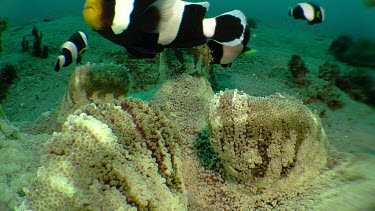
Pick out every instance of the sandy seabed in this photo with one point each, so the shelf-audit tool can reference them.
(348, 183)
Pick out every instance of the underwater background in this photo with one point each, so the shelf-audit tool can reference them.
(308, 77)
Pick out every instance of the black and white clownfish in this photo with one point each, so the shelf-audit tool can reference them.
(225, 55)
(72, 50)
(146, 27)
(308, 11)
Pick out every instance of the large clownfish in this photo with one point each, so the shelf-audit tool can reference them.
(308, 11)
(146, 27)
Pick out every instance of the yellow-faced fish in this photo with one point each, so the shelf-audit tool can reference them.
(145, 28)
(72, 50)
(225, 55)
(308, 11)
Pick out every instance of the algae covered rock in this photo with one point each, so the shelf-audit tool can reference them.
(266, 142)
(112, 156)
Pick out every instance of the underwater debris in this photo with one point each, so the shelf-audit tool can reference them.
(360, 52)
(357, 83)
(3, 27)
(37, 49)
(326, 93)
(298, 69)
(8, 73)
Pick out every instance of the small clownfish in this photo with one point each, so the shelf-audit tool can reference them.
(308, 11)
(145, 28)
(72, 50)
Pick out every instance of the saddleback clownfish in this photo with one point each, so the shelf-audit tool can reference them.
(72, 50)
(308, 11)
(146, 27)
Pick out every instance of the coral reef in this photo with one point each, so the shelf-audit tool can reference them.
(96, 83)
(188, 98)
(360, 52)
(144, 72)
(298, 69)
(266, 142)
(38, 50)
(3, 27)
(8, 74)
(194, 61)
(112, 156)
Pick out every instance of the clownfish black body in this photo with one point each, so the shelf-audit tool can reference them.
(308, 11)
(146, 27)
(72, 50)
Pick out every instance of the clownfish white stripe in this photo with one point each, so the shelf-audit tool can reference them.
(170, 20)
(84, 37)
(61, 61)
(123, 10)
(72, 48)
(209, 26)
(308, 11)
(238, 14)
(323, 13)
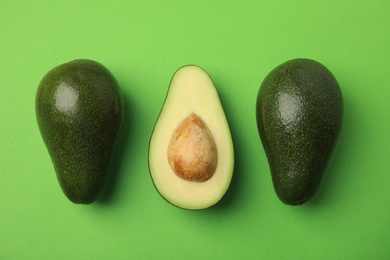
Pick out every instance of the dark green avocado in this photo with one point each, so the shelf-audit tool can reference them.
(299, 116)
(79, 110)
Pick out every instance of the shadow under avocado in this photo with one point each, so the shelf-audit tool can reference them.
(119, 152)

---

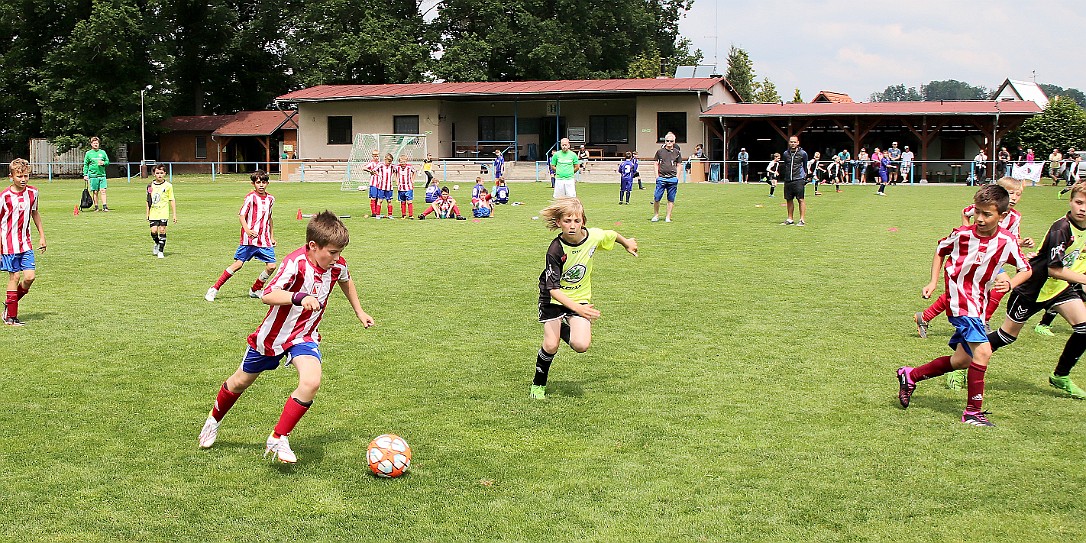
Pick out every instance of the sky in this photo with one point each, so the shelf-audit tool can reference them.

==

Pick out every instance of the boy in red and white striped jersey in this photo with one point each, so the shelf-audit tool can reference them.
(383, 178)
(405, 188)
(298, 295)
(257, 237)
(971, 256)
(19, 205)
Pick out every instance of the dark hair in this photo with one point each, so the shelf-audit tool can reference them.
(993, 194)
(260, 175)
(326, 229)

**Direction**
Which lines in the data above contain the string "avocado"? Copy each such line in full. Uppercase and lowercase count as different.

**Solution to this exercise**
Pick out every instance of the dark green avocado in this photo with one point each, so the shelf-audit tool can reference them.
Pick out every instance of the shadow under avocado in this photo with one point each, so the shelf-audit tool can reference them.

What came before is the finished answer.